Problem statement — Your answer must hold only the lines below from the line containing "# pick out the dappled" through the line containing "# pick out the hazy", each reproduced exactly.

Record excerpts —
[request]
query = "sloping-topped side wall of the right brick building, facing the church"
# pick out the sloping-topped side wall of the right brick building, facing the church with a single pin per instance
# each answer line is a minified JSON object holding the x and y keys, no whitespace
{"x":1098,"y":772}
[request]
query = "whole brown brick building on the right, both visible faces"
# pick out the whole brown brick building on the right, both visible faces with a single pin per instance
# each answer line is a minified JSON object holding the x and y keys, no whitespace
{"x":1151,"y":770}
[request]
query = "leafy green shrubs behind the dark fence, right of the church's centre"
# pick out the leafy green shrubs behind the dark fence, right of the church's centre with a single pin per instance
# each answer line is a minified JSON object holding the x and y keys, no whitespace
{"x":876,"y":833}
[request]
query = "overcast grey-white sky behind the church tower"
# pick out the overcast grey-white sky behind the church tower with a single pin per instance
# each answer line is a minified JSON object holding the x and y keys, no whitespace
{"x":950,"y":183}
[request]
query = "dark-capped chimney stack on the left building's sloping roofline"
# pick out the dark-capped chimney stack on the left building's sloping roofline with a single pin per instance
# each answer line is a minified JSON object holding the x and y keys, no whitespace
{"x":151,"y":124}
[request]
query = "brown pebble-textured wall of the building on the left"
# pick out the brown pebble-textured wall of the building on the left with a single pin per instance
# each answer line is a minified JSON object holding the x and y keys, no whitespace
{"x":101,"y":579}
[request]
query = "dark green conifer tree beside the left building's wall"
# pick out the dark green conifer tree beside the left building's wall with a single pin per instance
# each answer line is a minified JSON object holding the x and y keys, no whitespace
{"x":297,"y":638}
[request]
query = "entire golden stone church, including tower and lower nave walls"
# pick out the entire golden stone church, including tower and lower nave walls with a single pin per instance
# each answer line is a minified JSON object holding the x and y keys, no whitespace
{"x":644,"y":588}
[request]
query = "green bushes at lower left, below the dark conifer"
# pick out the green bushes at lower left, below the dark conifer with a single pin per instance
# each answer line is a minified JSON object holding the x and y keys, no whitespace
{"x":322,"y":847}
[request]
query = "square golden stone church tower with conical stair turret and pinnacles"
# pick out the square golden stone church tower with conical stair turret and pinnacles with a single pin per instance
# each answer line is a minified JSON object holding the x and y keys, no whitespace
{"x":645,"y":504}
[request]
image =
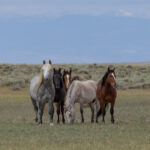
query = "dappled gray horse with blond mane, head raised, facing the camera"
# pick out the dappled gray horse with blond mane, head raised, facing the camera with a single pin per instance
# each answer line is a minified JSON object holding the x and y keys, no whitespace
{"x":42,"y":91}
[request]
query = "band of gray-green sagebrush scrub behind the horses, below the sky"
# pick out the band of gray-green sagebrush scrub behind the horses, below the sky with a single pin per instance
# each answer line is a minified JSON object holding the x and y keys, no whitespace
{"x":129,"y":76}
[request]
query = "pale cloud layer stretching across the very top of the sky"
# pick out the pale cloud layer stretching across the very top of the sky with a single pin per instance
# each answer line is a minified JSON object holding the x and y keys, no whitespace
{"x":58,"y":8}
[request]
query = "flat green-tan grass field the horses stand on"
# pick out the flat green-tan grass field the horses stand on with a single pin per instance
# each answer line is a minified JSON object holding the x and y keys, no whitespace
{"x":131,"y":130}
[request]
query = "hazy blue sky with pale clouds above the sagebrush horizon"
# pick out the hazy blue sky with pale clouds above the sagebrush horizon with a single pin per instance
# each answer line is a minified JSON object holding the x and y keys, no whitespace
{"x":74,"y":31}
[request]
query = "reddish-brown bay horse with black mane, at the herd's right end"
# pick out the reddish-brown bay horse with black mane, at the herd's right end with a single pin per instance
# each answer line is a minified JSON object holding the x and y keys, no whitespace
{"x":106,"y":93}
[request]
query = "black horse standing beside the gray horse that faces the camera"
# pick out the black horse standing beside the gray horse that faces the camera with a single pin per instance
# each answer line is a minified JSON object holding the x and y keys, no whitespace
{"x":60,"y":93}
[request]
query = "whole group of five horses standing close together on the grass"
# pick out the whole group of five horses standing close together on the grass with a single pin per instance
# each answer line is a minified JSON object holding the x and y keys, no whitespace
{"x":53,"y":86}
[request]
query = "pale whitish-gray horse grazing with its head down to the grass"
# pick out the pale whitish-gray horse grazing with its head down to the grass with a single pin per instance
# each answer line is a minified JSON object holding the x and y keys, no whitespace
{"x":83,"y":92}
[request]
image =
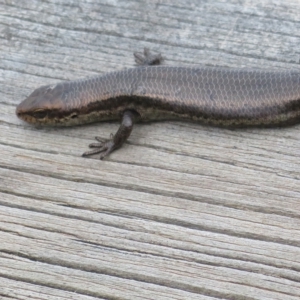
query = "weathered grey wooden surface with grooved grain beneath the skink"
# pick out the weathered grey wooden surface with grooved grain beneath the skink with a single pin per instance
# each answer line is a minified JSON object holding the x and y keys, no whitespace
{"x":183,"y":211}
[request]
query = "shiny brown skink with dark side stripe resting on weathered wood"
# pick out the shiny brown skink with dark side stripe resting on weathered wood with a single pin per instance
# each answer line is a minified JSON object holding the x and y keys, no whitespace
{"x":216,"y":96}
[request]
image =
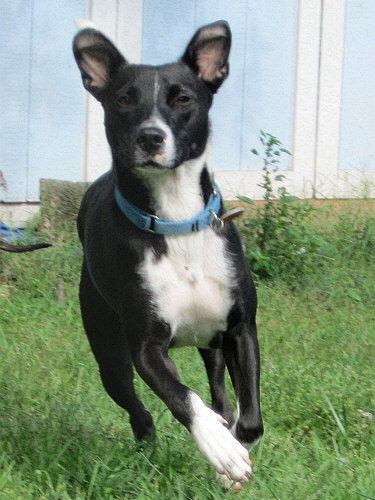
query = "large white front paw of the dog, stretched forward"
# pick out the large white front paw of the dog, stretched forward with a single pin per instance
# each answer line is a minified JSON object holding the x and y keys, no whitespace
{"x":217,"y":443}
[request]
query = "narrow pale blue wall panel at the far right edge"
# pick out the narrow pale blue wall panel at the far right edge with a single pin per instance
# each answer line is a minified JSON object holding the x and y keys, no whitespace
{"x":357,"y":138}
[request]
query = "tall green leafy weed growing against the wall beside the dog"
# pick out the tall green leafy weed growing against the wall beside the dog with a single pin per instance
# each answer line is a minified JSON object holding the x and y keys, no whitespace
{"x":279,"y":237}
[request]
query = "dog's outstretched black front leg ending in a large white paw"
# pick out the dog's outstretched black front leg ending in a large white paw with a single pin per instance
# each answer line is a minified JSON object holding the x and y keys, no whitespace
{"x":214,"y":440}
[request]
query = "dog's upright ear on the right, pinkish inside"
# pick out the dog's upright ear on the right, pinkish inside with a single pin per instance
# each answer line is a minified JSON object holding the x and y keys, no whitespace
{"x":207,"y":53}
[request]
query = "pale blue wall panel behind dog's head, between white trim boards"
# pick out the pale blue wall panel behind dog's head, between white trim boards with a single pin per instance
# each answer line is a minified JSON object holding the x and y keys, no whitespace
{"x":259,"y":92}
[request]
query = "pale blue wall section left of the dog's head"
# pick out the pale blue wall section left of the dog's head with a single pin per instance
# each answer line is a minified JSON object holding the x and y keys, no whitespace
{"x":41,"y":97}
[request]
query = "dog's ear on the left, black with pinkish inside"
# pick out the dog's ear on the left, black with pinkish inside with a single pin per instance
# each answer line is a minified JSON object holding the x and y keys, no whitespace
{"x":97,"y":58}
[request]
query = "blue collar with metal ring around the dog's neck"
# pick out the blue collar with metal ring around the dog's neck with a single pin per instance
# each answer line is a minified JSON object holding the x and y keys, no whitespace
{"x":152,"y":223}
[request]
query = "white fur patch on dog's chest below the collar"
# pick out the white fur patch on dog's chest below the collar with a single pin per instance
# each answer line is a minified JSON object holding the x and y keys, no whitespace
{"x":191,"y":286}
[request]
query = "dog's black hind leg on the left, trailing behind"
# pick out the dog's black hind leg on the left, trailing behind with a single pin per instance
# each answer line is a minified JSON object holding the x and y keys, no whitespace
{"x":111,"y":351}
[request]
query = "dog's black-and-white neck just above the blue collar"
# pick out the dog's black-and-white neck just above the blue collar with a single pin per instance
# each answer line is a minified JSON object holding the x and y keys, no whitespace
{"x":176,"y":194}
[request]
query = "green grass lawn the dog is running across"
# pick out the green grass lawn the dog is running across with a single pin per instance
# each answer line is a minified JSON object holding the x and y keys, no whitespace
{"x":61,"y":437}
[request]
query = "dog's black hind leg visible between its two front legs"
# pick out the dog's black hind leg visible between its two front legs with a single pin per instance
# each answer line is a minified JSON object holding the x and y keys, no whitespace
{"x":215,"y":366}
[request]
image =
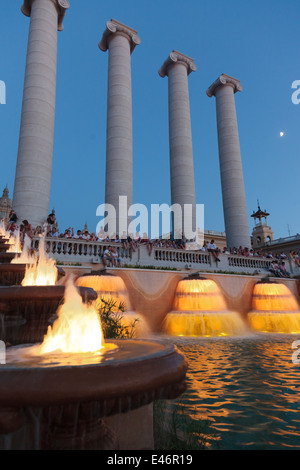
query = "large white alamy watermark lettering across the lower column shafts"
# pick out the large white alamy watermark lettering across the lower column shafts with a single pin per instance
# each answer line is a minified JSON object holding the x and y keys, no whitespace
{"x":164,"y":221}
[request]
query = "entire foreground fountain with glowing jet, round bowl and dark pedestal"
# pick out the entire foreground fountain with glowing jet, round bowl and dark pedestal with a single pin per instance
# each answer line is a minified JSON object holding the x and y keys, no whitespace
{"x":55,"y":395}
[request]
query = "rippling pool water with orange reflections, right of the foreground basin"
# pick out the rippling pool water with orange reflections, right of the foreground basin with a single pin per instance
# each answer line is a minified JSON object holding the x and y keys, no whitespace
{"x":247,"y":388}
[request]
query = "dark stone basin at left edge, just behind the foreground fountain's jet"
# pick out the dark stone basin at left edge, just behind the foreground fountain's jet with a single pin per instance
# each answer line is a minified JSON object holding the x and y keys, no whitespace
{"x":34,"y":307}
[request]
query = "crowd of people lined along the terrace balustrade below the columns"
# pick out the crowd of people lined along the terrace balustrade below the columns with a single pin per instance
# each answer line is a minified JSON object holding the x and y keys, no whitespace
{"x":132,"y":242}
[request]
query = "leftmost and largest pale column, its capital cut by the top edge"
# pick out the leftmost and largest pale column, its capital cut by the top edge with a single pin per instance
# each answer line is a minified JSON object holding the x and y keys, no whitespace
{"x":34,"y":163}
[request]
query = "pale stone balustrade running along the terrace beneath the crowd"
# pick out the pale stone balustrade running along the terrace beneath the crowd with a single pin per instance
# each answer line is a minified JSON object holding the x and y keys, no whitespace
{"x":70,"y":251}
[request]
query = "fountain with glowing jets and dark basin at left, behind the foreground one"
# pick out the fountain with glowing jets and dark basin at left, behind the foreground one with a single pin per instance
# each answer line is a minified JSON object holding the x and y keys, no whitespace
{"x":27,"y":309}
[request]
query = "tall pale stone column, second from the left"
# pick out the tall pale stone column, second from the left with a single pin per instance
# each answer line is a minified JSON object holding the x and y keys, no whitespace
{"x":120,"y":41}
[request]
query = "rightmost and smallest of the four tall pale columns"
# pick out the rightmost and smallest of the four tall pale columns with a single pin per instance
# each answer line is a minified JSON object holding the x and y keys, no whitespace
{"x":232,"y":180}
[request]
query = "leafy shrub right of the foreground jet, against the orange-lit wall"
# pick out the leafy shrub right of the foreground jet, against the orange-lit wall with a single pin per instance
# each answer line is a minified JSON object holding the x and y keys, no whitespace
{"x":113,"y":321}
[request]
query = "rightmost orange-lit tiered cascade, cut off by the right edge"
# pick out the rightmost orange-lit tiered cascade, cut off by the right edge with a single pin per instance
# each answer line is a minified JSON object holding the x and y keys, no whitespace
{"x":274,"y":308}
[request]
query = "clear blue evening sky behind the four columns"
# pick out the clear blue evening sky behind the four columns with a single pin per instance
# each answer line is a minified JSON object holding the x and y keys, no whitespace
{"x":255,"y":41}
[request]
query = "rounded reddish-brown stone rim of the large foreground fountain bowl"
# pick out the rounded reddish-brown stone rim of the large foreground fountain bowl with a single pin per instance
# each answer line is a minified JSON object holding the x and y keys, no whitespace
{"x":161,"y":374}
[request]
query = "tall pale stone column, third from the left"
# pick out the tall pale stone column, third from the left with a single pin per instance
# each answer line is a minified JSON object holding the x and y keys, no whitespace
{"x":177,"y":67}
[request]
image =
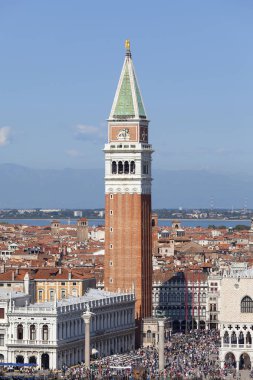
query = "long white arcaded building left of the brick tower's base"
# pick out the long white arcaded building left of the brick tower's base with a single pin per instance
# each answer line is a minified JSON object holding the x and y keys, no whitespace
{"x":52,"y":334}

Task result —
# pick out the dappled gray horse with blond mane, head raised, facing the camera with a single pin per instance
# each answer line is a minified JSON object holding the x and y keys, no whitespace
{"x":42,"y":91}
[request]
query = "band of gray-green sagebrush scrub behind the horses, below the sky"
# pick out the band of gray-green sagebrush scrub behind the horses, below the sky with a single pin per instance
# each answer line is a minified JSON object holding the x and y keys, no whitespace
{"x":129,"y":76}
[request]
query = "pale cloud layer stretching across the very top of the sky"
# pick out the pale cloud layer stretching across the very top of the sky with a single pin per instance
# each answer line is a minified JSON object holding the x and y keys, no whitespace
{"x":58,"y":8}
[request]
query = "flat green-tan grass field the horses stand on"
# pick out the flat green-tan grass field the horses stand on with a single pin per instance
# each answer line is a minified JSON object holding the x and y keys, no whitespace
{"x":131,"y":130}
[request]
query = "hazy blue sky with pale clouds above the sagebrush horizon"
# pick out the hazy blue sky with pale clouds above the sagebrush horizon with a single pin per instance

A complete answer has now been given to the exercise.